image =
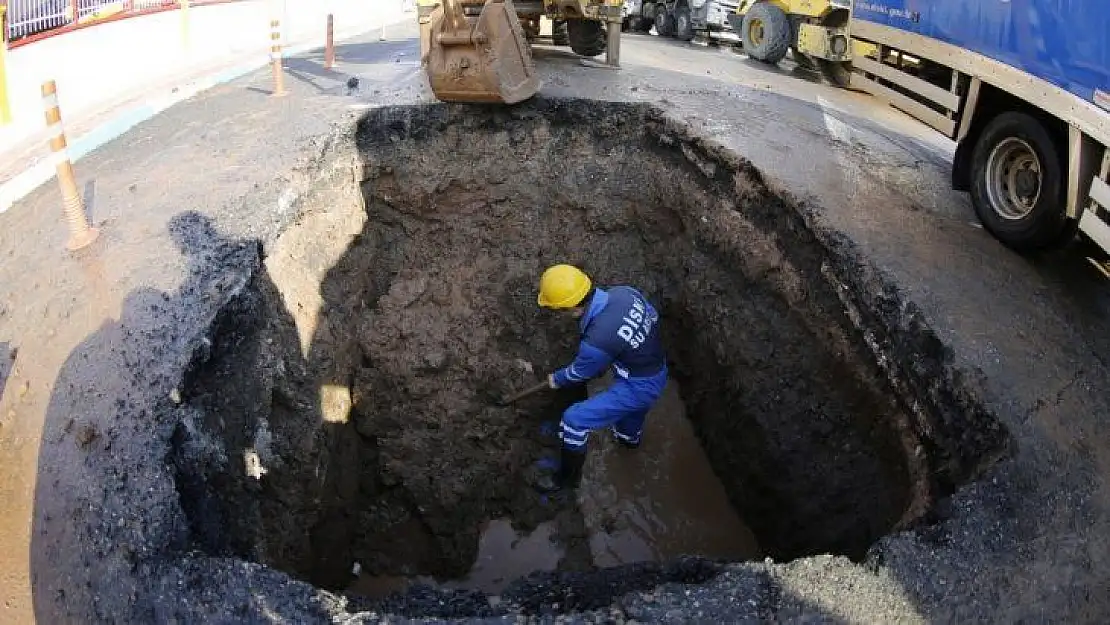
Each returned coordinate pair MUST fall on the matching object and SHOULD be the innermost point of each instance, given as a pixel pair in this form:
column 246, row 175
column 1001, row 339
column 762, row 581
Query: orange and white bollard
column 330, row 44
column 81, row 233
column 275, row 57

———

■ **About this exercise**
Take every record and copy it word for word, dropping the pictures.

■ **Answer box**
image =
Each returned coordinate pair MUST fall on the matching object and SHOULD be the innermost point of each instance, given as a pixel pair in this form:
column 246, row 175
column 1001, row 339
column 762, row 581
Query: orange and white bollard
column 330, row 44
column 81, row 233
column 275, row 57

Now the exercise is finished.